It is almost two years since this health adventure began, which seems long ago and yet feels like yesterday. This year has been filled with memories on anniversary dates of the things that I have experienced. Today being a very important one. Last year on this date my doctor called to give me the results of the PET scan and the news was great, I was in remission!!! So this anniversary is meaningful as the first year is an important one to get through.
So thankful for sparkle shields!!! ✨✨✨
I still believe in the power of sparkles! I think I always will. It may be silly to some and seem like I am covering up how I truly feel. To each their own. Since I still have a scar tissue mass in my chest that I feel every day, I continue to visualize it encased in sparkles to keep it contained. Whatever it takes to put my mind at ease.
Now to get on with life! To find the answer to the nagging question in my head…what do I want to be when I grow up? That is a tough question. Since the socially acceptable norms have never added joy to my life this may be interesting and take Vodka and I to new places. We will see what I discover that appeals to the new normal me. 😉
Still sparkling…one day at a time 😃
For some time now I have been feeling like I am walking an emotional tightrope and am one step away from falling off into emotional darkness.
Living in constant pain is a struggle. Each day I talk myself into being jolly and moving forward. So I work to keep my balance on the tightrope since the darkness below looks cold and unwelcoming. My preference is to stay on the bright side where the sparkles are yet the darkness keeps pulling at me.
Today I feel like I slipped on the tightrope and am now tangled up in it. I went for the CT scan of my neck to see if there is a connection to the pain in my wrists and found out it was to be a scan with contrast, which meant another IV needle. Immediately my heart sank even though I tried to be brave. I explained to the nurse what I have been through and how my veins are not happy to be poked and to please not jiggle the needle around if it doesn’t take. He understood and tried his best but the IV didn’t work. I immediately began to cry, which totally surprised me, and said to him ‘please don’t try again, can we do the scan without contrast. Now that I am worked up the IV won’t work.’ So he spoke to the radiologist and we did the scan without contrast. Hopefully the doctors will be able to see what they need to see.

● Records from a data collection
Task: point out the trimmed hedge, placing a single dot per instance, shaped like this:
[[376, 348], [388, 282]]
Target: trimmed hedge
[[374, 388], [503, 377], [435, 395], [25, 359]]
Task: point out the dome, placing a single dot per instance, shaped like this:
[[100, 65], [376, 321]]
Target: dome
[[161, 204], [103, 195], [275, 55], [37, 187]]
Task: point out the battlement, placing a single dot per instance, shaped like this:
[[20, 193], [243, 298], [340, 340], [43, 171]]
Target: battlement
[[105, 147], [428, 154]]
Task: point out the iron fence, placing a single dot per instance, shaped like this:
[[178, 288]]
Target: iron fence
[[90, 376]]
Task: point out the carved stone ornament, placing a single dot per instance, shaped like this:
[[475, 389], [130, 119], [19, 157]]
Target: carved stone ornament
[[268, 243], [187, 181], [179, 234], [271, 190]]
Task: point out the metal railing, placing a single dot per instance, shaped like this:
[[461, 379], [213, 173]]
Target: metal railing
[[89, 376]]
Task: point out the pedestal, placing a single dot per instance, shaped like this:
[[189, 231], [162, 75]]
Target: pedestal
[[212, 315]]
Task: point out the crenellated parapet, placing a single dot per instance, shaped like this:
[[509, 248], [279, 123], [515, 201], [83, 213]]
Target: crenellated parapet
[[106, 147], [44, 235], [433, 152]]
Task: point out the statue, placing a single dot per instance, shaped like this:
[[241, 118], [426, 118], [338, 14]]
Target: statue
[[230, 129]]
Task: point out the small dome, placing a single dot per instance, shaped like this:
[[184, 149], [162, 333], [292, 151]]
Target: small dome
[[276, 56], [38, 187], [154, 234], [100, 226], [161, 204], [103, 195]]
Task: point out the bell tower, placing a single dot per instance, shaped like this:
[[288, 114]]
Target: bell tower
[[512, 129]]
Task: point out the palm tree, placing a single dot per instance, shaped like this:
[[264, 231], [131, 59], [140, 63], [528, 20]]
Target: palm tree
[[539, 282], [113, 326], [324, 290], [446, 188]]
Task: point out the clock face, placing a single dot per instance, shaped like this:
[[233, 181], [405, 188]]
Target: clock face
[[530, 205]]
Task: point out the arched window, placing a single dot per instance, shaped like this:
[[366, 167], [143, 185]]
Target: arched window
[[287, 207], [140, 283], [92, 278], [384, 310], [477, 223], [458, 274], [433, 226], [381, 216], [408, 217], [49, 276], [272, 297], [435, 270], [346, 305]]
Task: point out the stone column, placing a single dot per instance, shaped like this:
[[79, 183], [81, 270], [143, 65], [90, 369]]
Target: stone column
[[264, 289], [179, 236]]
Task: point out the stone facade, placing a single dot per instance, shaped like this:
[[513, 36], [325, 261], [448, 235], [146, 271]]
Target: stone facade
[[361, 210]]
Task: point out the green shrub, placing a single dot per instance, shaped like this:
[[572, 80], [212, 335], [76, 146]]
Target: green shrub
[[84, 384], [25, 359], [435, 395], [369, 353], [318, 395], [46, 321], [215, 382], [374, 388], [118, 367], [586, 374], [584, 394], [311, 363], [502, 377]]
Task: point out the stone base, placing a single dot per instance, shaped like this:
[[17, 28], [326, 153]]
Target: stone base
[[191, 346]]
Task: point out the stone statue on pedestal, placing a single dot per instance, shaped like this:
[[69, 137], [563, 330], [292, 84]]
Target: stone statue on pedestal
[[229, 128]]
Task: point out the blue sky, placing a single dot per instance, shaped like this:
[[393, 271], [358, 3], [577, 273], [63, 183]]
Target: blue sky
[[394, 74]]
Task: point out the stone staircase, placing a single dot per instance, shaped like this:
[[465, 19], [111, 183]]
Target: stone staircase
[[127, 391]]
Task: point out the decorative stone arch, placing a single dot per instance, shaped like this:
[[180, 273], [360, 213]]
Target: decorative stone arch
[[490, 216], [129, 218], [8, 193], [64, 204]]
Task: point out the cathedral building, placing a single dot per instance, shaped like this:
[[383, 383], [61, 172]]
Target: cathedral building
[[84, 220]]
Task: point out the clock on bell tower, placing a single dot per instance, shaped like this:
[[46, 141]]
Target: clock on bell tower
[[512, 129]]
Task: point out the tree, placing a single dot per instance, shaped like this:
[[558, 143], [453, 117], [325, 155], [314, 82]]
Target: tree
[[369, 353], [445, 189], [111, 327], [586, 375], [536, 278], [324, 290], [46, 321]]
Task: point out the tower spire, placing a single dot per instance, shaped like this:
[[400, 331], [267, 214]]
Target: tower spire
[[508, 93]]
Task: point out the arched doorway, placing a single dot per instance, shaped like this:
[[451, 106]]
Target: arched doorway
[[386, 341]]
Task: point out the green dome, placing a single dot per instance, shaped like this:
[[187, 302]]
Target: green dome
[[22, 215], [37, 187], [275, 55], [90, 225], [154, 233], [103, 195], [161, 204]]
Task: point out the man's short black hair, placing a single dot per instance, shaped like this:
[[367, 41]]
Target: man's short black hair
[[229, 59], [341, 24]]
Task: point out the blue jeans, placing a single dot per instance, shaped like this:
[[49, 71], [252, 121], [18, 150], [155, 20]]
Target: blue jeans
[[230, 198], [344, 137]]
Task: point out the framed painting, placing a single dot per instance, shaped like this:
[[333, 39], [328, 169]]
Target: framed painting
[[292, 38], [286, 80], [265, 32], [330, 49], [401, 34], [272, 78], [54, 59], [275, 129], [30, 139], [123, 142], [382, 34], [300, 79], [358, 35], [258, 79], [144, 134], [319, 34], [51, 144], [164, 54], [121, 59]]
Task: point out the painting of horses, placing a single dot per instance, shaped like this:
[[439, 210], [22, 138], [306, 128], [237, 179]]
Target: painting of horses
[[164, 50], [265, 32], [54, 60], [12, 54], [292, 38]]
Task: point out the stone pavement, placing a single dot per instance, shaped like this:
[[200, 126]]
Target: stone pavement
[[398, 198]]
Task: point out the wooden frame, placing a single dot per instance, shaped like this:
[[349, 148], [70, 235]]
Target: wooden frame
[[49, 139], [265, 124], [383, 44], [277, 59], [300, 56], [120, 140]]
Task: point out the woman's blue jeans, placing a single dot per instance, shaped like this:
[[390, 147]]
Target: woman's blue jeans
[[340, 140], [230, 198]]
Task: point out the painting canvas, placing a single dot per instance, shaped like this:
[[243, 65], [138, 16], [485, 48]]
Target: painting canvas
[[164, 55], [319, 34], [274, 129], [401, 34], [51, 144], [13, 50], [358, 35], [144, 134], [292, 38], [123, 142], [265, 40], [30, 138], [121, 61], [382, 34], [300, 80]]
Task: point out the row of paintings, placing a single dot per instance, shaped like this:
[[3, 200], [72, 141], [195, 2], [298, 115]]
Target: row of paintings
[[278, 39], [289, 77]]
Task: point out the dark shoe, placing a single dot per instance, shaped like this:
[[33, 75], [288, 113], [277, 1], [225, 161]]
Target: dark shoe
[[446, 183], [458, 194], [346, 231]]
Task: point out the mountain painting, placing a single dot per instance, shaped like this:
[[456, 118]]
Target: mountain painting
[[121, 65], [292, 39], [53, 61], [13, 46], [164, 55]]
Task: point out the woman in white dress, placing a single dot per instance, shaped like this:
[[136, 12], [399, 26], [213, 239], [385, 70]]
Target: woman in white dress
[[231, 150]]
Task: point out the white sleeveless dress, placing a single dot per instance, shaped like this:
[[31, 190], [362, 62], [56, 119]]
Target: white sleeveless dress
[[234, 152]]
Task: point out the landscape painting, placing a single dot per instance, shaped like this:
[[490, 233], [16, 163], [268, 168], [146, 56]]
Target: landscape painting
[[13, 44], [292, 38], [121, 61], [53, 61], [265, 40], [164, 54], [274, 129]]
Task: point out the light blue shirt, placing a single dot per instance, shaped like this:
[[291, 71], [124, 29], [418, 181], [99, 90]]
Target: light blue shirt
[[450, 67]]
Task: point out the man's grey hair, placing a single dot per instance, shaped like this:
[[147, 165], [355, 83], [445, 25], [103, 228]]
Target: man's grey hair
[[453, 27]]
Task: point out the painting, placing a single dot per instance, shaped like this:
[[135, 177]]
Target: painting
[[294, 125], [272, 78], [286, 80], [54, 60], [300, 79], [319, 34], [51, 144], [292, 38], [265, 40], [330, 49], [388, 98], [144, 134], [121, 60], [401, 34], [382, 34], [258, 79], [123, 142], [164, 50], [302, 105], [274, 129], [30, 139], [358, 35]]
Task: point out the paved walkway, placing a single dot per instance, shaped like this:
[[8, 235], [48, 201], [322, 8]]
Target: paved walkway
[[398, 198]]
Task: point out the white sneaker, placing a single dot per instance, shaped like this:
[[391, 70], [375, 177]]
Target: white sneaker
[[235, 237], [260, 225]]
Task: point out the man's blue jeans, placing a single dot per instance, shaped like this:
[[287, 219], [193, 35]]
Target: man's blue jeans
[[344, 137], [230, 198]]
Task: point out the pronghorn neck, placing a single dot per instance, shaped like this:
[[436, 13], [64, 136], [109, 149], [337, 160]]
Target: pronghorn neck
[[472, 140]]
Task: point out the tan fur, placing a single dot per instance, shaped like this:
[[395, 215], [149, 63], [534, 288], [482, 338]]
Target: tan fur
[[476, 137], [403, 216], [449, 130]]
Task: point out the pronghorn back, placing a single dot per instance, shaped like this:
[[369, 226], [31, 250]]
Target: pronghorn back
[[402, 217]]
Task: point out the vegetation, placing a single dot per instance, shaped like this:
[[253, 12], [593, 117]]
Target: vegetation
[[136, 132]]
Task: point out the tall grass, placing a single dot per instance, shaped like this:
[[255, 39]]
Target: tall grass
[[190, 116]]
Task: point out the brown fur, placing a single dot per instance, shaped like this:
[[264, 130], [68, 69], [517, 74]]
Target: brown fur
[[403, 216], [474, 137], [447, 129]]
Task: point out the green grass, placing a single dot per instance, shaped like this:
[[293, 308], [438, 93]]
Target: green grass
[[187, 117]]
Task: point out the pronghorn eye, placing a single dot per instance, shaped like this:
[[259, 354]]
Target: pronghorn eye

● Activity
Update the health journal by rewriting it starting with "Today I feel" and going on through "need to see.", with "radiologist" replaced by "technician". The listing has no connection to the health journal.

● Finished exercise
Today I feel like I slipped on the tightrope and am now tangled up in it. I went for the CT scan of my neck to see if there is a connection to the pain in my wrists and found out it was to be a scan with contrast, which meant another IV needle. Immediately my heart sank even though I tried to be brave. I explained to the nurse what I have been through and how my veins are not happy to be poked and to please not jiggle the needle around if it doesn’t take. He understood and tried his best but the IV didn’t work. I immediately began to cry, which totally surprised me, and said to him ‘please don’t try again, can we do the scan without contrast. Now that I am worked up the IV won’t work.’ So he spoke to the technician and we did the scan without contrast. Hopefully the doctors will be able to see what they need to see.